>> start SOURCE DATA

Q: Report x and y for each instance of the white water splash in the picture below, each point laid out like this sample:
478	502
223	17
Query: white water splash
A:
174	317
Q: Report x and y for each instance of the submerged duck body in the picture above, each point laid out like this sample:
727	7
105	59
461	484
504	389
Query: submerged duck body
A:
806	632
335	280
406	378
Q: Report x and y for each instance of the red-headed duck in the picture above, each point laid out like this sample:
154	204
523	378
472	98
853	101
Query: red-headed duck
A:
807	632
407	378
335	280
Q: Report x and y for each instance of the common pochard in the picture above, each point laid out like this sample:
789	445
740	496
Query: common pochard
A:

>> end SOURCE DATA
>> start SOURCE DATA

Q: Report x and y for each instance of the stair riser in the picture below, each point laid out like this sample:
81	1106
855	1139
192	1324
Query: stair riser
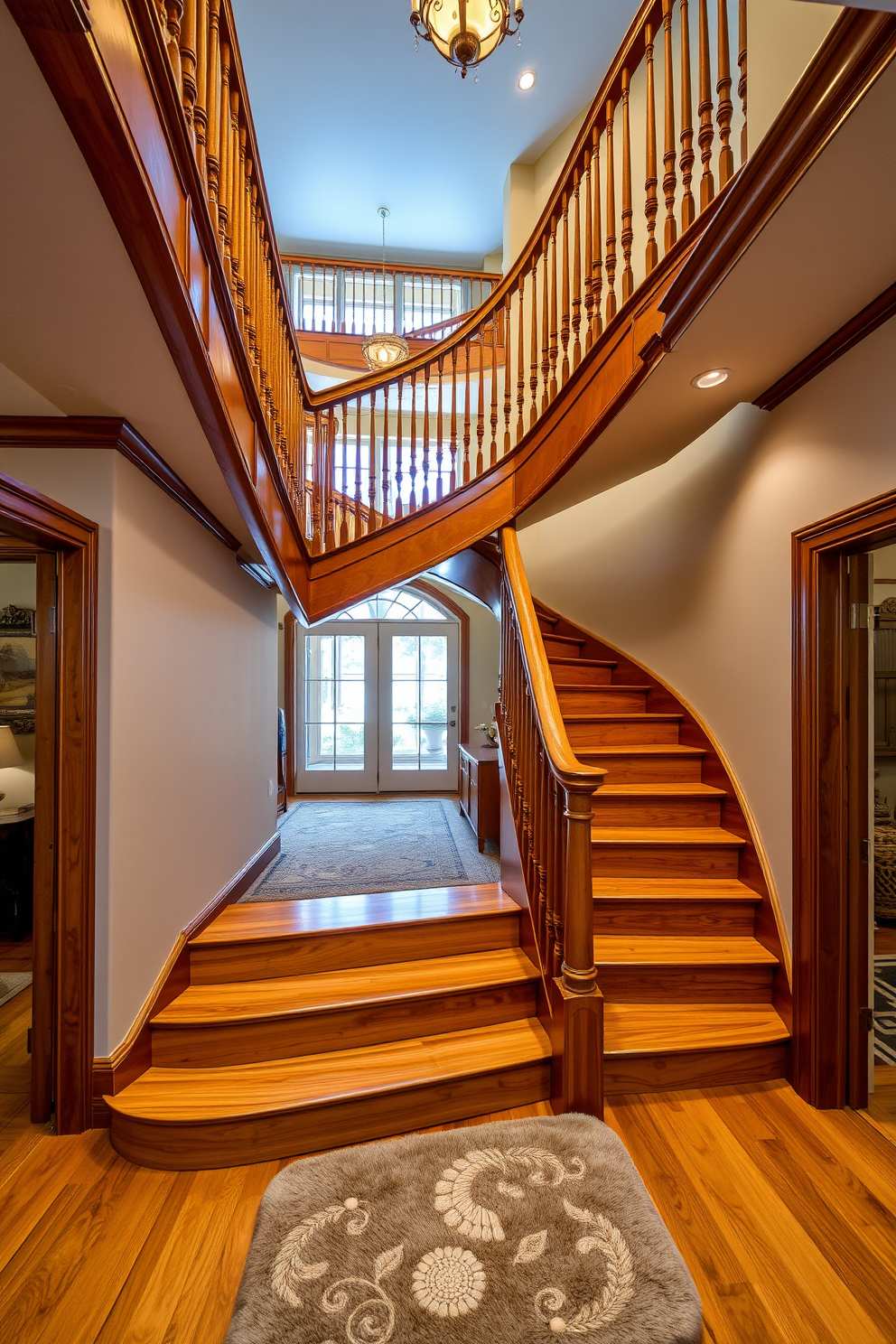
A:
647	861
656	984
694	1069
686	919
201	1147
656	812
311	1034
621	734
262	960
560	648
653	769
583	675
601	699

>> end SOURCE DATA

● **GOAL**
Copy every line of the entries above that contains the word "submerged".

● **WRITTEN ANSWER**
Q: Report x and y for each instance of the submerged duck body in the picture above, each point laid out like this sample:
Query: submerged duck body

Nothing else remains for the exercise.